======== Tekstfragment

01 jun '20

‘Het leven is iets dat je overkomt’

18112
door Nathalie Dirix
Het is de eerste keer dat ze elkaar ontmoeten. Het belet Christine Mussche en Guillaume Van der Stighelen niet om zonder gêne te spreken. Over wat het leven hen bracht, maar ook ontnam. En hoe ze daarmee proberen om te gaan.

Welke gedachte heb je onlangs neergepend omdat je ze graag bij je wilde houden?

Van der Stighelen: ‘Onlangs heb ik een belangrijk inzicht over mezelf neergeschreven: Ik ben nooit te lui geweest om iets te doen dat me werk bespaarde. Ik ben echt heel lui. De energie die ik kan steken in het zoeken naar manieren om iets niet te moeten doen, is gigantisch. Zo ben ik ook in de reclamewereld terecht gekomen. Ik dacht dat ik daar niet zou moeten werken. (lacht) Ik word meer moe van de gedachte dat ik iets moet doen dan van het effectief te doen.’

Mussche:Verdiep je in de persoon die tegenover jou zit. Als advocaat wil ik de mens voor wie ik werk begrijpen. Als ik mee in zijn of haar ziel kan kijken, kan ik beter begrijpen waarom bepaalde zaken fout konden lopen. Dat helpt me om een geloofwaardig pleidooi op te bouwen. Er is nog een zin die me onlangs deed stilstaan: Behandel de andere niet zoals jij dat zelf zou willen, maar wel zoals die andere dat zou willen. Te vaak vertrekken we vanuit ons eigen referentiekader, waardoor we anderen snel beoordelen. Wil je echt een connectie met iemand maken, dan wil je die in de eerste plaats onbevooroordeeld benaderen, zodat je met een open geest kan luisteren.’

Van der Stighelen: ‘De grootste oorzaak van geweld ligt in het gevoel van niet gehoord te worden. Wanneer mensen het gevoel hebben dat hun verhaal niet aan bod komt, kunnen ze boos, opstandig en extremistisch worden. Oprechte aandacht voor de andere is een belangrijke sleutel. Het kan heel wat zaken losmaken.’

Mussche: ‘Mijn vader hechtte veel belang aan de manier waarop je met je medemens omgaat. Zijn uitgangspunt was dat er in elke mens iets goeds zit. De kunst bestaat erin dat naar boven te brengen.’

Een nieuwe versie van jezelf worden. Is het in jullie leven al van toepassing geweest?

================
======== Inhoud dataset

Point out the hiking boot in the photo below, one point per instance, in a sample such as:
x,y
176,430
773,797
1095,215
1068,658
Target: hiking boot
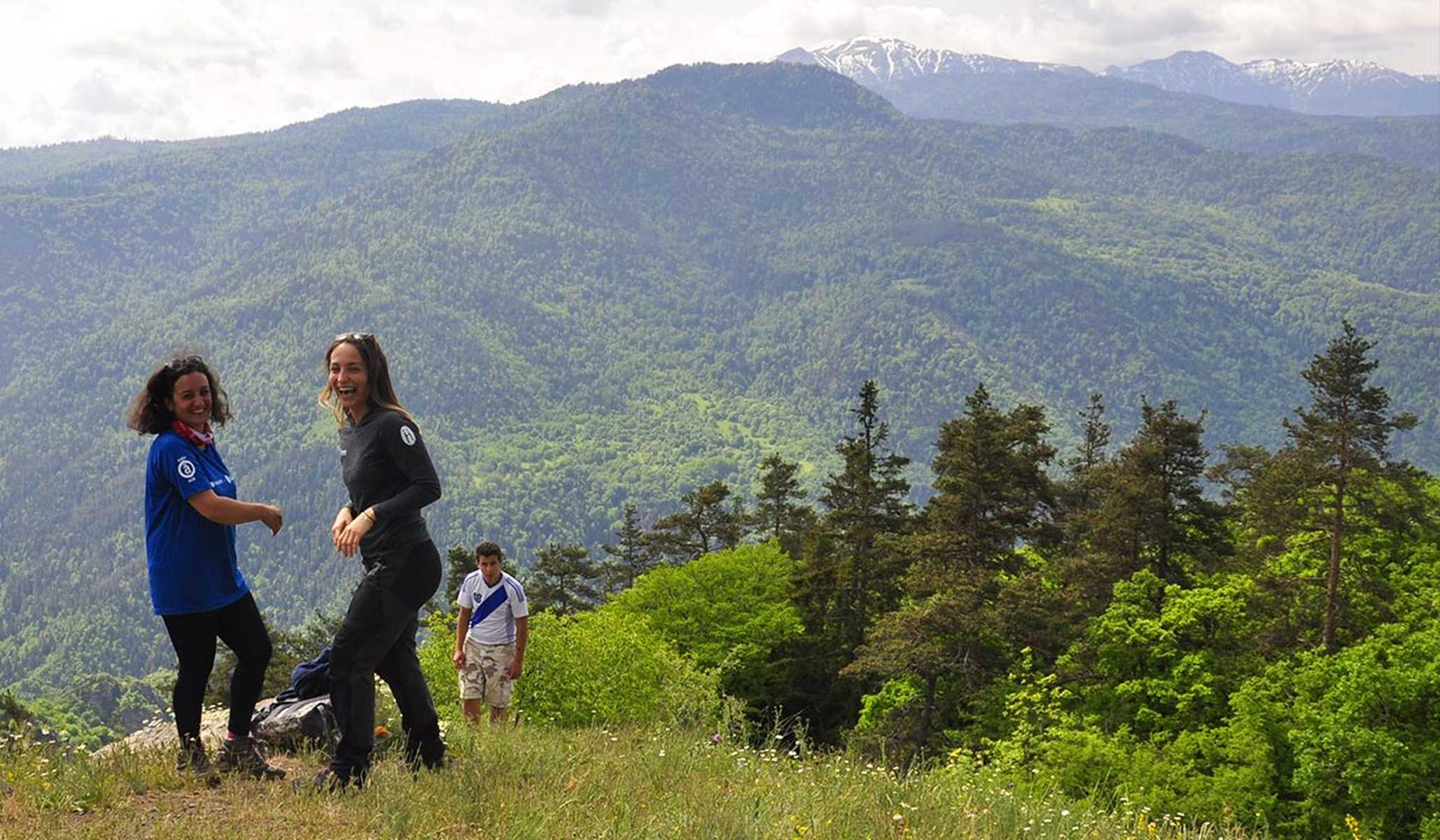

================

- _Wat wordt gevraagd_
Beantwoord de volgende vragen over het interview.
1. Waarom kwam Van der Stighelen volgens eigen zeggen in de reclamewereld terecht?
2. Welk beroep oefent Mussche uit?
3. Wat was het uitgangspunt van de vader van Mussche?

- _Volledig antwoord_
1. Hij dacht dat hij daar niet zou moeten werken.
2. Advocaat.
3. Dat er in elke mens iets goeds zit.